Problem to work on: Extract the line that contains "Task: point to each instance of the battlement, a" and every line after it to the end of the records below, exactly as written and nothing else.

Task input:
<<<<

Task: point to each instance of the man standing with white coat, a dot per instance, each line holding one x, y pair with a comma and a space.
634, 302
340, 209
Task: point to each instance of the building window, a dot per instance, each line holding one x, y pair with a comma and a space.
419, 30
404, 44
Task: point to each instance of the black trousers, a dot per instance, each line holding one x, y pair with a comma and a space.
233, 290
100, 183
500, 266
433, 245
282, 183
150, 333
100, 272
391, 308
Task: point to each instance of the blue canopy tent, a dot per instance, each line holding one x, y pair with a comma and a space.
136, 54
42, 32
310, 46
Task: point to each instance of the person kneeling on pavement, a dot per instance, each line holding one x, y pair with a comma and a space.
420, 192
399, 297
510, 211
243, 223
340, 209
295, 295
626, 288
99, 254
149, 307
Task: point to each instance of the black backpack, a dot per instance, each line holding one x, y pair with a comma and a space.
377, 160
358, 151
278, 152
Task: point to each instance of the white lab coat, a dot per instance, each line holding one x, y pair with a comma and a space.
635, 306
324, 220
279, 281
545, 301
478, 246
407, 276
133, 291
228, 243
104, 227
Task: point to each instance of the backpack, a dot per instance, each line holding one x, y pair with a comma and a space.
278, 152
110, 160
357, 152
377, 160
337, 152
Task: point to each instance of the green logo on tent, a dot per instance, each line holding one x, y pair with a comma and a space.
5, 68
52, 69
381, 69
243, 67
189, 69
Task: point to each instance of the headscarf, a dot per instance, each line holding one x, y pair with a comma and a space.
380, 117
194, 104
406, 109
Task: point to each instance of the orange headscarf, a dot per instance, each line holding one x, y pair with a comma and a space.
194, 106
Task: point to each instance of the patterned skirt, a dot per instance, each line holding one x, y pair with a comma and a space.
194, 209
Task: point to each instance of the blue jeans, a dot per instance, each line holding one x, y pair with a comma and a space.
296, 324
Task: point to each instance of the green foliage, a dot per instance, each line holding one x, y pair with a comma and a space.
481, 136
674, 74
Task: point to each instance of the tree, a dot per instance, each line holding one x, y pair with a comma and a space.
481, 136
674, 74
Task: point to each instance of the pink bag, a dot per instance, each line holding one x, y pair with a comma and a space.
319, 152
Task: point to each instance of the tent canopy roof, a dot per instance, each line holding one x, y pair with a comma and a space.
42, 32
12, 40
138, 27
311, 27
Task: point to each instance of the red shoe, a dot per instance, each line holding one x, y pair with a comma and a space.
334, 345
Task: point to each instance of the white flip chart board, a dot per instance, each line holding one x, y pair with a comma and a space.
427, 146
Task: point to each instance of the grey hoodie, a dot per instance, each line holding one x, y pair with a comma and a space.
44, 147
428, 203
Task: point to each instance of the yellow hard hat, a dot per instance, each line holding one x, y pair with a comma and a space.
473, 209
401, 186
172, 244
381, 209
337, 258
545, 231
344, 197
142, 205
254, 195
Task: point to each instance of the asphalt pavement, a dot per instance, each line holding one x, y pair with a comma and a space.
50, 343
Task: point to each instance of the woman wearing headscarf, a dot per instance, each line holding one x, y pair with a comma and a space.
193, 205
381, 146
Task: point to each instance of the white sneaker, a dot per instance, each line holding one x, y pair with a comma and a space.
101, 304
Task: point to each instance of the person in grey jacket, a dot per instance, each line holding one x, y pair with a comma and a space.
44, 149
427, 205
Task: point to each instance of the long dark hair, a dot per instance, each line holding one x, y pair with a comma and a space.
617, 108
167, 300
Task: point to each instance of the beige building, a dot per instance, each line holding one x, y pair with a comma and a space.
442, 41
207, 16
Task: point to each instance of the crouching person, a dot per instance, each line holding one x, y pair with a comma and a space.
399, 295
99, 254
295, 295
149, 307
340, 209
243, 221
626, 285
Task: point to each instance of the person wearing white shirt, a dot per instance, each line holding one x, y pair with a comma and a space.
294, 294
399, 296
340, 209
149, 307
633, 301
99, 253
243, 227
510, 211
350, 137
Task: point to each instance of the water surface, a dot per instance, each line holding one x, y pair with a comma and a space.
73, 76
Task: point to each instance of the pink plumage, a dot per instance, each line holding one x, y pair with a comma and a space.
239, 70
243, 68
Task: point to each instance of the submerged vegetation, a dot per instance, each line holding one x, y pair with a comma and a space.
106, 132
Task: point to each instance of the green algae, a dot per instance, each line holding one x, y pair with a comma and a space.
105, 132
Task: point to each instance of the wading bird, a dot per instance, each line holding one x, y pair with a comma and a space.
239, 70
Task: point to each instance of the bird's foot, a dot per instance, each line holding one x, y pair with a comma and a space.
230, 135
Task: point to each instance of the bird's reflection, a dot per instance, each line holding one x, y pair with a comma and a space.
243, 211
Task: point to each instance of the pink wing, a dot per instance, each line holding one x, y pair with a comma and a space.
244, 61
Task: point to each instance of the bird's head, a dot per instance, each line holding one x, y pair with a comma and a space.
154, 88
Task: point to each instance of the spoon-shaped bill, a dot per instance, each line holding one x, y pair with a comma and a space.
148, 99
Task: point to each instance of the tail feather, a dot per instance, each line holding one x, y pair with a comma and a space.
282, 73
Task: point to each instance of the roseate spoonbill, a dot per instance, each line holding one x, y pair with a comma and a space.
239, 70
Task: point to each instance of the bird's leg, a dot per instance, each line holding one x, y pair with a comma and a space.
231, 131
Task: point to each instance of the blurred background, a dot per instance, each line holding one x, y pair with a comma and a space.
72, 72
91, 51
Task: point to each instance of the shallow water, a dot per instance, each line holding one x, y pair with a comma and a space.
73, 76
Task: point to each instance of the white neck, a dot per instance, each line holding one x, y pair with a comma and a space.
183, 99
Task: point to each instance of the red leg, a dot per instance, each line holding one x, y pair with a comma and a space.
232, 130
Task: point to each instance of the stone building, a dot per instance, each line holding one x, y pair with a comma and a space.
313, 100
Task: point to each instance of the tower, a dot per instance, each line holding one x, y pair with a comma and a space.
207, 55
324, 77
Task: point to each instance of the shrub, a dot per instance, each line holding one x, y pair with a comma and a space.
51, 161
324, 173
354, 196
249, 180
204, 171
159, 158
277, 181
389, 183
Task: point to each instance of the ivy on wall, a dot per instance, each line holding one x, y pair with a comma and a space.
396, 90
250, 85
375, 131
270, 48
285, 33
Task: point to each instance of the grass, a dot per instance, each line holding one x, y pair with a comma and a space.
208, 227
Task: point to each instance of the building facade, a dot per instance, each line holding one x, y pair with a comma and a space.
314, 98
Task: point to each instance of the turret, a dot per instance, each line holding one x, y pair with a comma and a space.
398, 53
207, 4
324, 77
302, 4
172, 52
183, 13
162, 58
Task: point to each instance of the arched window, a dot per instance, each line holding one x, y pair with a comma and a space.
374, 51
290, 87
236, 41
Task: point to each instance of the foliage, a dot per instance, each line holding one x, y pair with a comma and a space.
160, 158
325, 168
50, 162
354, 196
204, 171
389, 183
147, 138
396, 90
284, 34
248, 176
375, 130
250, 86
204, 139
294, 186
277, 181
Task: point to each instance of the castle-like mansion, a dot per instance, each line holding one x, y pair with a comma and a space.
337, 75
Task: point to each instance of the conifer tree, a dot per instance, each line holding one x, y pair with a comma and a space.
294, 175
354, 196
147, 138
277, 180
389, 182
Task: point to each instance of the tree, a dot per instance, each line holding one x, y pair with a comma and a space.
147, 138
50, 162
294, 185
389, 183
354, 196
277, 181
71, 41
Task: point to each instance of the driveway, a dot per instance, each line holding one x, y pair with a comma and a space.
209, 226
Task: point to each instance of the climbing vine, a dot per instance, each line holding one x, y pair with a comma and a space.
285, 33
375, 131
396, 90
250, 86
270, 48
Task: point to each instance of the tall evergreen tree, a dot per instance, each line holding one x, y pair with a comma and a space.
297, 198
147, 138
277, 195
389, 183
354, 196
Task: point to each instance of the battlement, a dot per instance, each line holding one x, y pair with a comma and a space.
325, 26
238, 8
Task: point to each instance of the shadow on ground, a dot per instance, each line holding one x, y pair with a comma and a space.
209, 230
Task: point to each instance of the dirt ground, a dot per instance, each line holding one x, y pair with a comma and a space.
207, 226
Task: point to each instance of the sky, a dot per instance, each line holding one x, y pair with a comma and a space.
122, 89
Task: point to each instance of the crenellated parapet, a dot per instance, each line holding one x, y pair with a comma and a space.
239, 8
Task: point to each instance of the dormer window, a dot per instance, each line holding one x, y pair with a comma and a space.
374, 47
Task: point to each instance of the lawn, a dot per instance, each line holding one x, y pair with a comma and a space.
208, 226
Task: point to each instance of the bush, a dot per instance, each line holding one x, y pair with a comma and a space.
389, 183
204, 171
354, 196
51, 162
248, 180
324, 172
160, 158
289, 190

>>>>

Written answer:
Task: point to each instance of the battlement, a dot per instance, each line holding one x, y pair with a comma and a space.
325, 26
238, 8
Task: point to each instance of the shadow on ground, a dot per instance, each line holding one x, y pair with a comma and a space.
209, 230
Task: point to each instance of the dirt ground, a dot per instance, each line holding one x, y pair with a comma and a space.
207, 226
Task: point to each instance of the sky, a dot per instance, each line holding one x, y pair with a comma and a space.
122, 89
Task: point to each instance of the crenellated parapet, a dot per instance, each line holding one x, y pair with a comma and a space.
239, 8
Task: point to each instance of the dormer window, a dot per instance, each line holding one x, y pair with a comma and a space.
374, 47
Task: point to each instance of the lawn, a dot per instance, each line holding one x, y pair with a comma and a space.
208, 226
Task: point to each instance of the bush, a dot per instance, each line holding one x, y pair with a comma and a space.
389, 183
204, 171
354, 196
51, 162
248, 180
324, 172
160, 158
289, 190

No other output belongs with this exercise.